* [QUOTED PASSAGE]:
#####
WHEN a reporter asked former President Harry S. Truman if interracial marriage — miscegenation — would become widespread in the United States, Mr. Truman said, “I hope not; I don’t believe in it.” Then Mr. Truman asked the reporter that hackneyed question often spouted at anyone advocating racial integration, “Would you want your daughter to marry a Negro?” The reporter responded that he wanted his daughter to marry the man she loved whoever he might be. “Well, she won’t love someone who isn’t her color,” the former President continued, and, as if he had not said enough, added that racial intermarriage ran counter to the teachings of the Bible.
The question of miscegenation can make a man like Truman, whose past support of integration in other respects is not open to question, appear unthinking if not bigoted. The fact of interracial marriage can cause a young Radcliffe-educated “liberal” to refuse to attend the wedding of her only brother, or a civilized, intelligent judge to disown and never again speak to his daughter. How many persons are repelled or at least disconcerted at the mere sight of a Negro-white couple? Perhaps their number tells us how far we are from achieving an integrated society.
If usually tolerant and rational persons can react this way, it is not surprising that many experts consider the fear of miscegenation the strongest reason for the desire of whites to keep the Negro permanently segregated. Next in importance in the “white man’s rank order of discrimination,” according to Gunnar Myrdal in his classic study, An American Dilemma, are other social conventions, the use of public facilities, political franchise, legal equality, and employment. On the other hand, the social and legal barriers to miscegenation rank at the bottom of the Negro’s list of grievances; quite naturally, he is more concerned with obtaining a job, decent living accommodations, and an education than with marrying “your daughter.” A recent Ford Foundation study of more than seven hundred Negro families in Chicago concluded: “There is no evidence of a desire for miscegenation, or even interest in promoting it, except among a tiny minority.”
#####
* [PROVIDED RECORDS]:
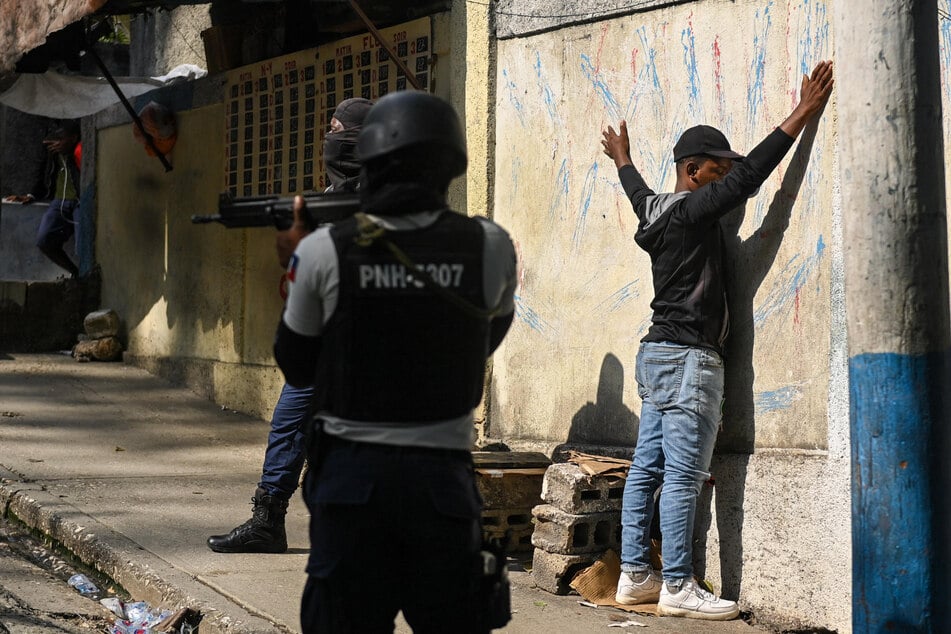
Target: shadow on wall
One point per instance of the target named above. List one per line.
(748, 263)
(606, 426)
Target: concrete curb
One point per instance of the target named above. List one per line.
(141, 573)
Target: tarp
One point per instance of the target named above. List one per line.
(24, 24)
(58, 96)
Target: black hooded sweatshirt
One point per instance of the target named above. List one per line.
(681, 232)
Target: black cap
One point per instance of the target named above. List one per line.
(704, 140)
(352, 112)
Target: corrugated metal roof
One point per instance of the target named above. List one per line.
(24, 24)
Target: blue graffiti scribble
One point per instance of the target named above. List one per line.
(561, 189)
(587, 190)
(597, 82)
(755, 92)
(695, 102)
(513, 97)
(775, 400)
(547, 95)
(814, 36)
(618, 298)
(532, 319)
(647, 76)
(792, 278)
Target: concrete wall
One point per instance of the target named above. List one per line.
(161, 40)
(780, 512)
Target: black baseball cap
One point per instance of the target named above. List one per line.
(352, 112)
(704, 140)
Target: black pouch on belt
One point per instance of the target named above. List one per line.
(494, 590)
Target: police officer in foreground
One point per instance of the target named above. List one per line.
(394, 313)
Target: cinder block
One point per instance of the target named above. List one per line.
(101, 323)
(553, 572)
(496, 522)
(568, 534)
(571, 490)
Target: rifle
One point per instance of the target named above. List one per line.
(278, 212)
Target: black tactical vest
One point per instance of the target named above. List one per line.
(394, 350)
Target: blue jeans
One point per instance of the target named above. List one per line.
(284, 456)
(681, 390)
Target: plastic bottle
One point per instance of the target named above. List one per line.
(83, 585)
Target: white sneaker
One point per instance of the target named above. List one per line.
(631, 592)
(693, 602)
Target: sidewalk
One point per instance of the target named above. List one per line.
(132, 474)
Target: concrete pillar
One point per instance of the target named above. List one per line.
(896, 281)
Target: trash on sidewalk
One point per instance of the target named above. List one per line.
(600, 465)
(140, 618)
(83, 585)
(598, 584)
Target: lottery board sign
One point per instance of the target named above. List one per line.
(277, 111)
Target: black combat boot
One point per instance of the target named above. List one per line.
(263, 533)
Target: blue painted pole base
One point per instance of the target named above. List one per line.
(901, 491)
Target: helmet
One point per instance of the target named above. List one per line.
(410, 118)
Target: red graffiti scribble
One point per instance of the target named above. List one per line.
(796, 309)
(717, 69)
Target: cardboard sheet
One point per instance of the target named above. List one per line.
(598, 584)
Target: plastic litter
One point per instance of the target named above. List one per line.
(139, 619)
(114, 605)
(83, 585)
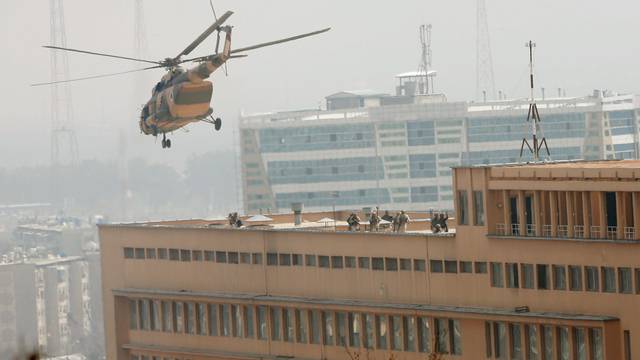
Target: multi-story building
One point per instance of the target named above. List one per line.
(372, 149)
(543, 264)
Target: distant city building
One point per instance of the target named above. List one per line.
(397, 151)
(540, 262)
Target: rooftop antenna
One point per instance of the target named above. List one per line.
(534, 117)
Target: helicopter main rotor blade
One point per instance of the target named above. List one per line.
(97, 76)
(205, 34)
(270, 43)
(101, 54)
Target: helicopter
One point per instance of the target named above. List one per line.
(183, 96)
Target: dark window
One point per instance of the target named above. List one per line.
(196, 255)
(575, 278)
(323, 261)
(559, 277)
(592, 280)
(391, 264)
(285, 259)
(310, 260)
(513, 280)
(405, 264)
(377, 263)
(435, 266)
(542, 272)
(465, 267)
(450, 266)
(481, 267)
(462, 208)
(350, 262)
(337, 262)
(185, 255)
(221, 256)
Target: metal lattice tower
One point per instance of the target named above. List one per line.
(485, 83)
(425, 58)
(64, 145)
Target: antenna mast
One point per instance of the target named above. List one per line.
(534, 117)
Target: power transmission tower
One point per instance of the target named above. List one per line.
(485, 83)
(425, 59)
(64, 144)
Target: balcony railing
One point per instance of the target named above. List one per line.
(562, 231)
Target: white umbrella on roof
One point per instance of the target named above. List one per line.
(259, 218)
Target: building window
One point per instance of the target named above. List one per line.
(221, 257)
(315, 327)
(451, 266)
(233, 257)
(262, 322)
(625, 284)
(381, 331)
(363, 263)
(559, 277)
(527, 276)
(592, 282)
(608, 279)
(424, 335)
(436, 266)
(296, 259)
(478, 208)
(323, 261)
(516, 341)
(327, 318)
(377, 263)
(462, 208)
(405, 264)
(391, 264)
(480, 267)
(465, 267)
(575, 278)
(272, 259)
(337, 262)
(310, 260)
(285, 259)
(497, 278)
(542, 272)
(276, 320)
(139, 253)
(513, 280)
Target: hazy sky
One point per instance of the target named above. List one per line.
(582, 45)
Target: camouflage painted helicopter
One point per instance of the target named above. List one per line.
(183, 97)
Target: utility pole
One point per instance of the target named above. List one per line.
(533, 117)
(64, 145)
(484, 62)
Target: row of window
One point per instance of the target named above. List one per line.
(542, 342)
(562, 277)
(511, 275)
(305, 326)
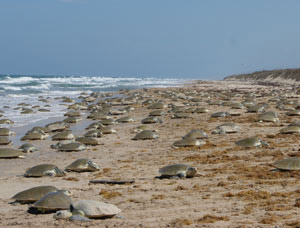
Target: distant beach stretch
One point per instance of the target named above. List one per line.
(174, 154)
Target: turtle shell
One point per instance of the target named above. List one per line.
(288, 164)
(94, 209)
(10, 153)
(82, 165)
(146, 134)
(74, 146)
(44, 170)
(52, 202)
(33, 194)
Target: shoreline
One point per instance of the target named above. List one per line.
(235, 188)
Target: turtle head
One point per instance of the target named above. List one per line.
(76, 211)
(93, 165)
(66, 192)
(191, 172)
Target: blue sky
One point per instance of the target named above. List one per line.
(205, 39)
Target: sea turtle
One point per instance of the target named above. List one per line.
(201, 110)
(151, 120)
(53, 202)
(44, 170)
(196, 134)
(293, 113)
(83, 165)
(293, 129)
(256, 108)
(146, 134)
(94, 209)
(158, 112)
(34, 194)
(220, 114)
(126, 119)
(107, 130)
(251, 142)
(157, 105)
(72, 114)
(6, 121)
(180, 116)
(34, 136)
(6, 132)
(226, 128)
(88, 141)
(28, 148)
(108, 122)
(177, 171)
(10, 153)
(72, 119)
(65, 135)
(188, 142)
(68, 147)
(57, 126)
(292, 163)
(94, 125)
(4, 140)
(269, 116)
(93, 133)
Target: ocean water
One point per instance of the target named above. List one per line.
(16, 89)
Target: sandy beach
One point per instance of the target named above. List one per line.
(235, 186)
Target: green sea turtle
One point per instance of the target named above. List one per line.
#####
* [PROBLEMS AND TASKS]:
(1) From the passage on interracial marriage, extract the part that opens with the words containing "WHEN a reporter" and closes with "of the Bible.".
(2) Answer these questions from the passage on interracial marriage:
(a) What did the reporter say he wanted for his daughter?
(b) Who wrote the classic study that the passage cites, and what is its title?
(c) How many families did the Ford Foundation study include, and in which city?

* [ANSWERS FOR THE EXERCISE]:
(1)
WHEN a reporter asked former President Harry S. Truman if interracial marriage — miscegenation — would become widespread in the United States, Mr. Truman said, “I hope not; I don’t believe in it.” Then Mr. Truman asked the reporter that hackneyed question often spouted at anyone advocating racial integration, “Would you want your daughter to marry a Negro?” The reporter responded that he wanted his daughter to marry the man she loved whoever he might be. “Well, she won’t love someone who isn’t her color,” the former President continued, and, as if he had not said enough, added that racial intermarriage ran counter to the teachings of the Bible.

(2)
(a) He wanted her to marry the man she loved, whoever he might be.
(b) Gunnar Myrdal wrote it, and its title is An American Dilemma.
(c) It included more than seven hundred Negro families in Chicago.